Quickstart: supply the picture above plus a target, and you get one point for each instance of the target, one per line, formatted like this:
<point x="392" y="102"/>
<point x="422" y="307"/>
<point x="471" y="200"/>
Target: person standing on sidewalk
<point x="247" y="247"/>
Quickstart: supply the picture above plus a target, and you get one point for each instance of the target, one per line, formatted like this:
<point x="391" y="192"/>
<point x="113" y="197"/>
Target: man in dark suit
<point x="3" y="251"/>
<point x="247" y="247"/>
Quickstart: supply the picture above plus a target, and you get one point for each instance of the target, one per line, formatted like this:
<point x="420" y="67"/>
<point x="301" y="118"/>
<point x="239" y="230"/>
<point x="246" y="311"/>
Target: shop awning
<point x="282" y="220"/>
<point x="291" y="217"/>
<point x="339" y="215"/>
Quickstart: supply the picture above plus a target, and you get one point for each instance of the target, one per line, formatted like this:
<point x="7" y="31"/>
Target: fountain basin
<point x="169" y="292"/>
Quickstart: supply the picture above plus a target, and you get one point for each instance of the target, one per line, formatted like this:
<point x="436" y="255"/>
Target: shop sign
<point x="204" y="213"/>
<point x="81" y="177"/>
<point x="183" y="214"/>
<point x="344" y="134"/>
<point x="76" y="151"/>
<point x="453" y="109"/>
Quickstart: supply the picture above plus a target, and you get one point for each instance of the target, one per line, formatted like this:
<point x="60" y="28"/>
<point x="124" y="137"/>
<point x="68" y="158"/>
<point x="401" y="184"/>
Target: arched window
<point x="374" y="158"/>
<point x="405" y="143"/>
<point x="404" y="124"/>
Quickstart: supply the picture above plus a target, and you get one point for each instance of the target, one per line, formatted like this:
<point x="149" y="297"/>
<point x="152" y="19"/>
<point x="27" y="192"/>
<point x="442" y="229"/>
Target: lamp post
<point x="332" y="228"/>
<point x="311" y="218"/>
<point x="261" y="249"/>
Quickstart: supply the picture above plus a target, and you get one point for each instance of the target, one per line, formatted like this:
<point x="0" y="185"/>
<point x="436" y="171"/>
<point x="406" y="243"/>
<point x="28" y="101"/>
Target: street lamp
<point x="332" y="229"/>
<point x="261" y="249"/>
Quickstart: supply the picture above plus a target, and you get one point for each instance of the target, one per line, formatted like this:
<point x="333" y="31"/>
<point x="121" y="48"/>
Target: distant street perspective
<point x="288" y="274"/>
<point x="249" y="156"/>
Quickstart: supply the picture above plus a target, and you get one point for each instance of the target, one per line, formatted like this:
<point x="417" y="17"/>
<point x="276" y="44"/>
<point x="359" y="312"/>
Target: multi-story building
********
> _To be done_
All the data must be duplicated exactly, with nothing added or removed.

> _Response to this exercise_
Quickstart: supply the picture above plus a target, and you get one point for each instance of the target, one per line, formatted like this:
<point x="392" y="102"/>
<point x="422" y="307"/>
<point x="471" y="200"/>
Target: person standing on sidewalk
<point x="247" y="247"/>
Quickstart: supply the picture above plus a target, and you get one point for each instance of the target, one per line, formatted like this:
<point x="391" y="192"/>
<point x="113" y="197"/>
Target: man in dark suit
<point x="3" y="251"/>
<point x="247" y="247"/>
Quickstart: supply the picture above plus a target, and you get one point for each instance of the target, one per line, formatted like this:
<point x="420" y="67"/>
<point x="301" y="118"/>
<point x="239" y="230"/>
<point x="246" y="311"/>
Target: shop awning
<point x="282" y="220"/>
<point x="291" y="217"/>
<point x="339" y="215"/>
Quickstart: supply the picture above plus a target, and you get one point for each instance of the target, one per line, formatted like this:
<point x="7" y="31"/>
Target: fountain basin
<point x="169" y="292"/>
Quickstart: supply the picture above plus a target, and you get one point for each instance of the target, one per line, formatted like this:
<point x="436" y="255"/>
Target: shop sign
<point x="204" y="213"/>
<point x="81" y="177"/>
<point x="183" y="214"/>
<point x="344" y="134"/>
<point x="76" y="151"/>
<point x="453" y="109"/>
Quickstart: supply the picture above plus a target, and you get one point for each instance of the target, one per line, formatted like this:
<point x="60" y="28"/>
<point x="124" y="137"/>
<point x="68" y="158"/>
<point x="401" y="184"/>
Target: arched window
<point x="374" y="158"/>
<point x="405" y="143"/>
<point x="404" y="124"/>
Quickstart: supply the picture above plus a target, and you get one point for each instance of the target, one per line, formatted like this:
<point x="149" y="297"/>
<point x="152" y="19"/>
<point x="27" y="192"/>
<point x="442" y="229"/>
Target: lamp post
<point x="332" y="228"/>
<point x="311" y="218"/>
<point x="261" y="249"/>
Quickstart: supply the picture above plus a target, and you get one point for each instance of the target, one per line, formatted like this:
<point x="0" y="185"/>
<point x="436" y="171"/>
<point x="406" y="243"/>
<point x="28" y="101"/>
Target: street lamp
<point x="332" y="229"/>
<point x="261" y="249"/>
Quickstart: supply the picture above plus a target, and you get one point for each instance of the target, one per line, formatted like this:
<point x="333" y="31"/>
<point x="121" y="48"/>
Target: distant street perspective
<point x="288" y="274"/>
<point x="249" y="156"/>
Quickstart: supply the picture above plus a target, and you get one point for each instance of the target, one per line, formatted like this:
<point x="417" y="17"/>
<point x="276" y="44"/>
<point x="359" y="312"/>
Target: multi-story building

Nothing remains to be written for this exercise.